> TASK LIST:
1. According to the post about the Polish Puzzle Championship dominoes round, where can PDFs for all rounds of the championship be found?
2. Continue the post about the Polish Puzzle Championship dominoes round from the point where it stops.

> READING TEXT:
#167: Polish Puzzle Championship 2025 — Dominoes

I made some puzzles for the Polish Puzzle Championship again, which took place last weekend. This year I contributed one complete round, and a couple of extra puzzles for a mixed round that I will share on Puzzle Square.

As usual, you can find PDFs for all rounds of the championship on the Sfinks website. Please check out the other rounds as well.

I realised last year that I really love domino variants, so I made an entire round of them. As with last year’s Superposition round, I tried to cover the five main genre categories. I also wanted to pick classics as the base genres, so the learning curve of an all-variants round would be offset by familiarity with the core rules. Like last year’s Guide Arrow round, I wanted to do two puzzles in each genre, but this time I didn’t try to make one easy and one hard. I figured this would just create too big of a gap in point values in each pair, where weak solvers would just have to skip all the big pointers and stronger solvers who can’t quite finish rounds would be best off skipping the small puzzles. I was hoping that there would naturally be some variation in difficulty which worked out well.

Instead, I settled on some theming constraints throughout the round. So each puzzle only has clues that come in pairs (it’s a domino round after all), and one puzzle has equal values in each pair and the other has unequal values.

Akari (Dominoes) — Example

Rules: Place lights into some empty cells so that every cell is illuminated. Each light covers two adjacent cells and illuminates the these cells as well as all cells seen in a straight line horizontally or vertically, not obstructed by a black cell. Lights may not illuminate each other. Clues represent the number of lights in the (up to) four cells surrounding the clue.

Akari (Dominoes)
Akari (Dominoes)
Yajilin (Dominoes) — Example

Rules: Shade some dominoes so that no two shaded dominoes are orthogonally adjacent and draw a non-intersecting loop through the centres of all the remaining empty cells. Clues cannot be shaded, and represent the number of shaded dominoes that can be seen in a straight line in the indicated direction, partially or totally.

> EXTRACTED ENTRIES:
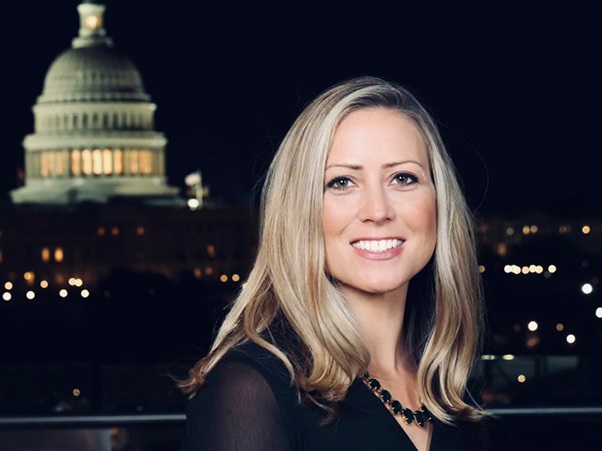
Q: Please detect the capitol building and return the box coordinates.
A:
[0,1,256,292]
[11,2,178,205]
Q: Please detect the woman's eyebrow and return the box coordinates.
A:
[326,160,423,171]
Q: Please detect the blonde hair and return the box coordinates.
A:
[181,77,483,424]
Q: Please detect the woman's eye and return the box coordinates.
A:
[393,172,418,186]
[326,177,351,190]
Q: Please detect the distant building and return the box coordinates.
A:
[0,2,256,296]
[11,2,178,205]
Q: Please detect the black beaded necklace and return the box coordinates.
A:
[361,371,433,427]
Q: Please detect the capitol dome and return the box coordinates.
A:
[38,45,150,103]
[11,1,178,204]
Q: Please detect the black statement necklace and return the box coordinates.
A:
[361,371,433,427]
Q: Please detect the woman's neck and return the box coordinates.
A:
[341,285,407,377]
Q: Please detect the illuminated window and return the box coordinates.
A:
[54,247,65,263]
[71,150,82,175]
[46,152,56,175]
[140,150,153,175]
[102,149,113,175]
[82,149,92,175]
[42,247,50,262]
[56,151,69,175]
[130,150,140,174]
[113,149,123,174]
[40,152,48,177]
[92,149,102,175]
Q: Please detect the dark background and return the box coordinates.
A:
[0,0,602,216]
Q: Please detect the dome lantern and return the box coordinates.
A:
[72,2,113,48]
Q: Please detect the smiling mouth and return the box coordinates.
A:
[351,239,403,252]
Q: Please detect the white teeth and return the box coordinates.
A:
[351,239,403,252]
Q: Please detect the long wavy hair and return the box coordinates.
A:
[181,77,484,424]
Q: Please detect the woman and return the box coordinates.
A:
[182,77,488,451]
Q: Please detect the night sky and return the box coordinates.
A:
[0,0,602,215]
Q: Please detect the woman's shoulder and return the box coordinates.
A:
[182,343,298,450]
[213,341,291,386]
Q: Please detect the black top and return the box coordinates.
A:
[181,343,491,451]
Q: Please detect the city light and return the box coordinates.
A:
[54,247,65,263]
[186,197,201,211]
[521,266,529,274]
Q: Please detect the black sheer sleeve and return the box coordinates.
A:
[182,362,292,451]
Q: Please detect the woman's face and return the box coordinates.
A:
[323,108,437,297]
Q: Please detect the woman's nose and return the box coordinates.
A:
[358,186,395,223]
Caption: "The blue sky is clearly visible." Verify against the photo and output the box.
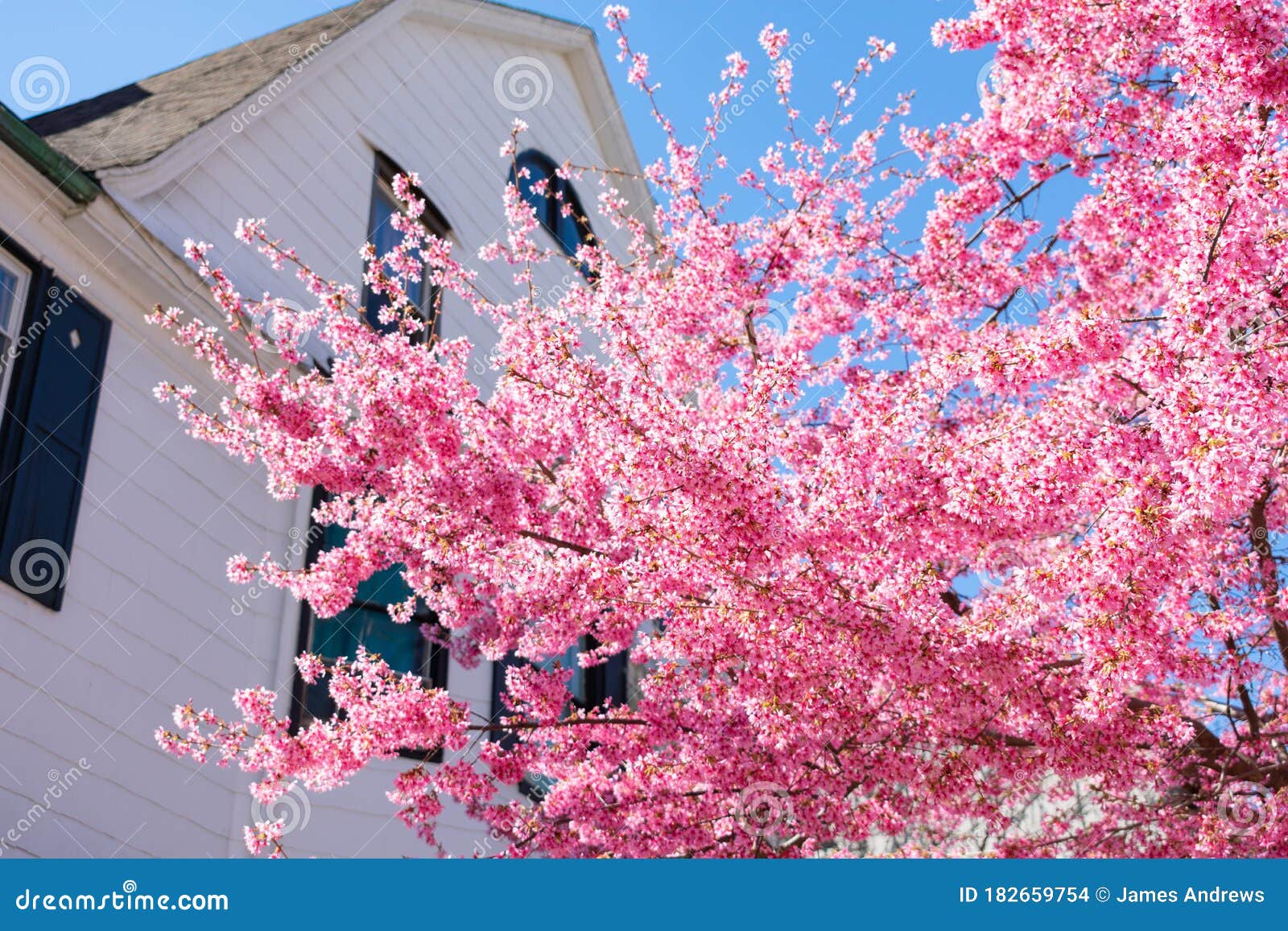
[0,0,987,198]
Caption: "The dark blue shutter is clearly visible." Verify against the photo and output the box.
[0,273,111,611]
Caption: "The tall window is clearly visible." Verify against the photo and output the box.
[492,636,627,747]
[0,230,112,611]
[362,152,451,337]
[0,249,31,402]
[510,148,595,277]
[294,495,447,756]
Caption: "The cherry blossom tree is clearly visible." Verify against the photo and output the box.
[153,0,1288,856]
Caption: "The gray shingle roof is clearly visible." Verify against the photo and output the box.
[27,0,393,171]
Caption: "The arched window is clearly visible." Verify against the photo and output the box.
[510,148,595,274]
[362,152,451,337]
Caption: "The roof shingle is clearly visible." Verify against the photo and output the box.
[27,0,394,171]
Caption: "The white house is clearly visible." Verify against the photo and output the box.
[0,0,648,856]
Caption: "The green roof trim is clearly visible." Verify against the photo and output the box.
[0,103,101,204]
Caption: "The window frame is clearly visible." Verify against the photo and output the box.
[0,229,114,612]
[509,148,599,281]
[288,487,449,762]
[362,150,452,343]
[0,246,36,416]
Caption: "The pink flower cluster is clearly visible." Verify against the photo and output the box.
[155,0,1288,856]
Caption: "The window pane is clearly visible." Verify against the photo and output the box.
[0,262,26,336]
[365,182,425,333]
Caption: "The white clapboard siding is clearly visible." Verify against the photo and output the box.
[0,2,644,856]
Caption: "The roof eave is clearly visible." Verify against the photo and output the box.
[0,105,103,204]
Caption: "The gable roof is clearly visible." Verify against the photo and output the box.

> RESULTS BY TASK:
1. On the Sfinks website.

2.
Yajilin (Dominoes)
Yajilin (Dominoes)
Kurodoko (Dominoes) — Example

Rules: Shade some dominoes of cells so that no two shaded dominoes are orthogonally adjacent and the remaining unshaded cells form one orthogonally connected area. Clues cannot be shaded, and represent the total number of unshaded cells that can be seen in a straight line vertically or horizontally, including itself.

Kurodoko (Dominoes)
Kurodoko (Dominoes)
Pentominous (Dominoes) — Example

Rules: Shade some dominoes of cells such that no two dominoes share an edge. Divide all unshaded cells into regions of five orthogonally connected cells so that no two regions of the same shape share an edge, counting rotations and reflections as the same. Clued cells must belong to a region with the pentomino shape associated with that letter.

(For answer check, draw borders around each domino.)

Pentominous (Dominoes)
Pentominous (Dominoes)
Japanese Sums (Dominoes) — Example

Rules: Shade some dominoes of cells such that no two dominoes share an edge. Place a number from the range given outside the grid into each unshaded cell so that no number is repeated in any row or column. Numbers outside the grid indicate the sums of the numbers in groups of consecutive numbered cells in the corresponding row or column, in order. Sums must be separated by at least one shaded cell.